**PROBLEM:** The pictures in the listing below are to be skipped, while the lines between the line holding "Target: construction crane" and the line holding "Target: whale's head", inclusive, are to be output exactly.

**INPUT FOR THIS TASK:**

= Beginning of Section =

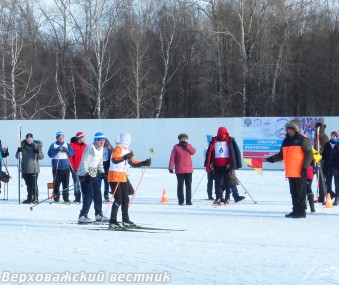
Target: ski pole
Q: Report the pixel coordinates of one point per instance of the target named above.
(246, 191)
(198, 183)
(58, 195)
(136, 189)
(112, 197)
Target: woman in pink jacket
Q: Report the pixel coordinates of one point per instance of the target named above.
(181, 161)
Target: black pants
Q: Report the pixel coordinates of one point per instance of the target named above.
(90, 191)
(210, 177)
(222, 177)
(298, 193)
(120, 199)
(77, 185)
(61, 176)
(32, 186)
(187, 178)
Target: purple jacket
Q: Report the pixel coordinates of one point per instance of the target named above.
(181, 159)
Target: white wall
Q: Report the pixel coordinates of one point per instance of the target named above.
(159, 134)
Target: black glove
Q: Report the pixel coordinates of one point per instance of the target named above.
(87, 178)
(270, 159)
(128, 156)
(5, 153)
(183, 144)
(146, 162)
(303, 173)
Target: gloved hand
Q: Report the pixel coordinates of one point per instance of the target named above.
(146, 162)
(128, 156)
(5, 153)
(270, 159)
(87, 178)
(303, 173)
(183, 144)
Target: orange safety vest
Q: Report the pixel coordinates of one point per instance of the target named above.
(293, 160)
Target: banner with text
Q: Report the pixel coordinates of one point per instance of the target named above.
(263, 136)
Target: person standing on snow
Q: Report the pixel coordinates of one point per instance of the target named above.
(323, 139)
(296, 151)
(326, 159)
(181, 161)
(90, 168)
(223, 156)
(31, 154)
(3, 153)
(78, 144)
(107, 153)
(122, 158)
(334, 169)
(210, 175)
(60, 151)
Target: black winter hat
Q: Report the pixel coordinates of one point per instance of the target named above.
(182, 137)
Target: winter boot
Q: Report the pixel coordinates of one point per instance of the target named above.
(113, 225)
(84, 220)
(311, 201)
(129, 223)
(237, 197)
(300, 214)
(100, 218)
(290, 215)
(332, 194)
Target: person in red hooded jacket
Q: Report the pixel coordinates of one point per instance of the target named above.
(181, 161)
(222, 157)
(79, 145)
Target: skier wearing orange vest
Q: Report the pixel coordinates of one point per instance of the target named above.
(296, 151)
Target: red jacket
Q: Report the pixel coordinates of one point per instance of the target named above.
(181, 159)
(78, 151)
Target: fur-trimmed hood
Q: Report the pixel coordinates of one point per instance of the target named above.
(36, 143)
(293, 124)
(321, 126)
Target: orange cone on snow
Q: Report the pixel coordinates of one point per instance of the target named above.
(328, 201)
(164, 197)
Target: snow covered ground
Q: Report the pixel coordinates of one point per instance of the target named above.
(243, 243)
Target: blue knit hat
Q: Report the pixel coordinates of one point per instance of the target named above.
(209, 138)
(58, 134)
(99, 136)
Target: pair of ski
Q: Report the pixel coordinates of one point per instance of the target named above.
(219, 203)
(61, 202)
(130, 228)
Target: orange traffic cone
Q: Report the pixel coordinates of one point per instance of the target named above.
(164, 197)
(328, 201)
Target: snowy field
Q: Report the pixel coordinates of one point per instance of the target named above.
(243, 243)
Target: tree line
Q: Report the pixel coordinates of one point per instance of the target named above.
(70, 59)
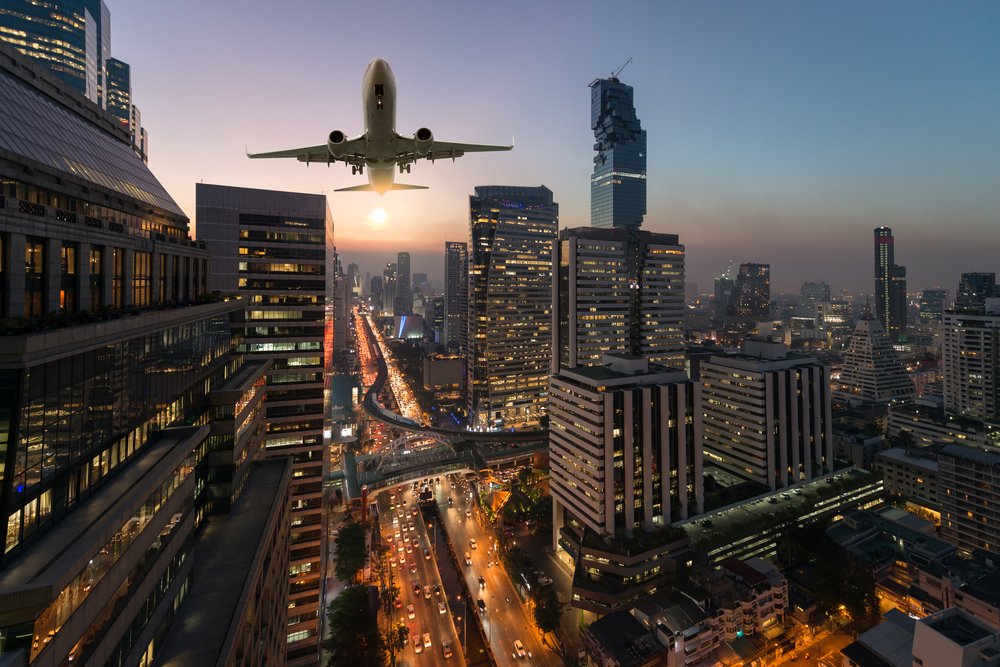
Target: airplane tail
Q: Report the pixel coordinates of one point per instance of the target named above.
(367, 187)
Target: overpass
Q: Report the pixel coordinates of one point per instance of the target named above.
(379, 412)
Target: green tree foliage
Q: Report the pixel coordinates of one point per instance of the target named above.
(354, 637)
(350, 552)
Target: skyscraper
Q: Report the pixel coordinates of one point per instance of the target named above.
(617, 290)
(872, 373)
(973, 290)
(750, 301)
(72, 38)
(456, 295)
(404, 290)
(277, 249)
(618, 184)
(766, 415)
(510, 312)
(890, 286)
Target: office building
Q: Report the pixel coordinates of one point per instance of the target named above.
(750, 300)
(390, 288)
(618, 184)
(766, 415)
(626, 463)
(973, 290)
(872, 373)
(971, 358)
(932, 304)
(810, 294)
(968, 479)
(510, 304)
(129, 416)
(404, 291)
(456, 295)
(617, 291)
(890, 286)
(70, 38)
(276, 249)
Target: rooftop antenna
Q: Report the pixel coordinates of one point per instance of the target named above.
(614, 77)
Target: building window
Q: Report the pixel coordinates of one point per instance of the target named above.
(96, 278)
(34, 277)
(68, 290)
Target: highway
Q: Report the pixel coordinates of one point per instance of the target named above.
(503, 621)
(427, 615)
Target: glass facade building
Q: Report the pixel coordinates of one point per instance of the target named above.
(510, 304)
(618, 184)
(276, 249)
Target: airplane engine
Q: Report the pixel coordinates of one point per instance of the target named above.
(336, 143)
(423, 141)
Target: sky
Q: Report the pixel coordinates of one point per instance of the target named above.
(778, 131)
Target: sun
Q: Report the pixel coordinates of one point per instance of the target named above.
(378, 217)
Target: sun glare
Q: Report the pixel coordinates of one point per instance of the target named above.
(378, 217)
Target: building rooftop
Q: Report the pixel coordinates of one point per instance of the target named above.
(225, 555)
(38, 129)
(958, 628)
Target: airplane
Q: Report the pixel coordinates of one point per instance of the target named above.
(380, 149)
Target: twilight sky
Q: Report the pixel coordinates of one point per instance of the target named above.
(778, 131)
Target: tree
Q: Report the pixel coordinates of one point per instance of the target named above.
(547, 611)
(350, 552)
(354, 636)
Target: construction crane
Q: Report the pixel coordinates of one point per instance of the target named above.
(614, 77)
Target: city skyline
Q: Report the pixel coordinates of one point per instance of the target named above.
(880, 121)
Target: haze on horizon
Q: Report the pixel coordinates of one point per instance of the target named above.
(778, 132)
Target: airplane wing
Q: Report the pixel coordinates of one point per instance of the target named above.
(441, 150)
(353, 154)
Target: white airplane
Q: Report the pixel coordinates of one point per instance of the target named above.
(380, 148)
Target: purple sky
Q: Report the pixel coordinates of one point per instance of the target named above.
(778, 132)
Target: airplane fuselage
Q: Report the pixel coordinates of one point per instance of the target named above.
(378, 94)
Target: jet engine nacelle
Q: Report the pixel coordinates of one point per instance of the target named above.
(423, 141)
(336, 143)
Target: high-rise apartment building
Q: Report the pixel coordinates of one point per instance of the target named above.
(130, 419)
(872, 373)
(618, 184)
(617, 291)
(970, 354)
(766, 415)
(932, 304)
(456, 295)
(404, 290)
(276, 249)
(973, 290)
(750, 301)
(890, 285)
(390, 288)
(510, 303)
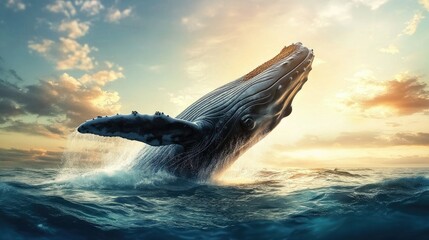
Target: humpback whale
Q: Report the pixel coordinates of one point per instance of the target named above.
(209, 135)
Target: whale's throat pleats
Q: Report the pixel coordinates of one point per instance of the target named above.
(286, 51)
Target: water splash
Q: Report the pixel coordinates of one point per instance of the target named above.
(89, 155)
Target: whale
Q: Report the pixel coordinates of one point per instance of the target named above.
(210, 134)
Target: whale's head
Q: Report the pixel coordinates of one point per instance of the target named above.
(217, 128)
(244, 111)
(259, 100)
(271, 88)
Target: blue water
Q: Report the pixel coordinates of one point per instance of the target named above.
(269, 204)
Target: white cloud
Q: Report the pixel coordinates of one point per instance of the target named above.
(425, 4)
(155, 68)
(391, 49)
(91, 7)
(67, 53)
(43, 47)
(192, 23)
(333, 12)
(412, 25)
(100, 78)
(196, 70)
(16, 5)
(115, 15)
(74, 28)
(74, 55)
(61, 6)
(373, 4)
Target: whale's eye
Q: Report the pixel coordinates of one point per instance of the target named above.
(248, 123)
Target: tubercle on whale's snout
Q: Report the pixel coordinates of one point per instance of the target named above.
(285, 52)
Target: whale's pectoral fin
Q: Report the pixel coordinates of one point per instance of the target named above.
(155, 130)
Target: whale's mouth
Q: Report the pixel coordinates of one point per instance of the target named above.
(286, 51)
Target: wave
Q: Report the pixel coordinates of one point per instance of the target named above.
(124, 204)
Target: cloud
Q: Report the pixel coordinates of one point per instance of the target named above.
(67, 53)
(333, 12)
(9, 74)
(192, 23)
(61, 6)
(425, 3)
(16, 5)
(364, 140)
(90, 7)
(74, 29)
(404, 95)
(53, 107)
(42, 47)
(19, 157)
(115, 15)
(52, 130)
(412, 25)
(391, 49)
(73, 55)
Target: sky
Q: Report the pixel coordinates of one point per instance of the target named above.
(366, 103)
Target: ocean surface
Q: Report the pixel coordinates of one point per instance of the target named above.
(265, 204)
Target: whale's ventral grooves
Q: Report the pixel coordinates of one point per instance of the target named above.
(210, 134)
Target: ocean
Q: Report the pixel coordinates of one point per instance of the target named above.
(295, 203)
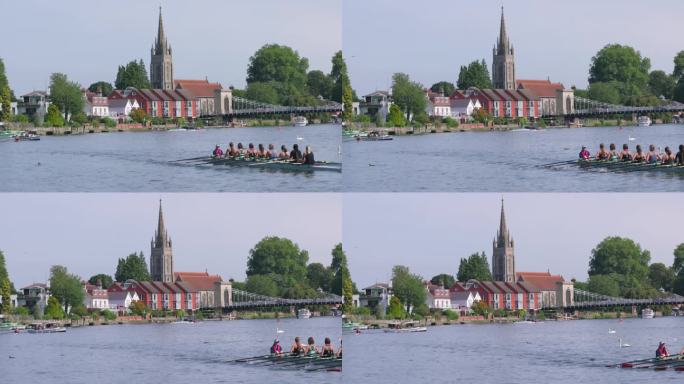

= End of Section =

**ANSWER FOR THE TASK:**
Target: construction crane
Q: Report the pixel coordinates of one point per instance of the target named above.
(614, 77)
Target: city skyline
Q: Report the pixel coordinates of one point per instance of the target named above.
(880, 121)
Target: haze on horizon
Q: Report the pixel coordinates of one point per instance of the target named above.
(778, 132)
Target: airplane wing
Q: Report the pixel coordinates of one point per instance of the target named above.
(441, 150)
(353, 154)
Target: white airplane
Q: Report the pixel coordinates of one point per instance of the target named above.
(380, 148)
Target: purple sky
Q: Report the pixel coordinates of one point per instance of the target named above.
(778, 132)
Target: airplane fuselage
Q: Report the pixel coordinates of one point per instance of the target named above.
(378, 94)
Target: jet engine nacelle
Q: Report the pixel coordinates of one point per instance of the target named above.
(423, 141)
(336, 143)
Target: high-rise apartment building
Q: Report the pixel coordinates of one point per instance of the target named above.
(130, 419)
(872, 373)
(618, 184)
(617, 291)
(970, 354)
(766, 415)
(932, 304)
(456, 295)
(404, 290)
(276, 249)
(973, 290)
(750, 301)
(890, 285)
(390, 288)
(510, 303)
Target: humpback whale
Q: Report the pixel coordinates of one point per instance of the target named above.
(209, 135)
Target: whale's throat pleats
Q: Report the pixel coordinates of one point per instance of the target named above.
(286, 51)
Target: water splash
Q: Report the pixel coordinates of one point per instance of the target named above.
(89, 155)
Target: whale
Q: Report the pixel coordinates of one point per instance of the target named above.
(210, 134)
Target: whale's head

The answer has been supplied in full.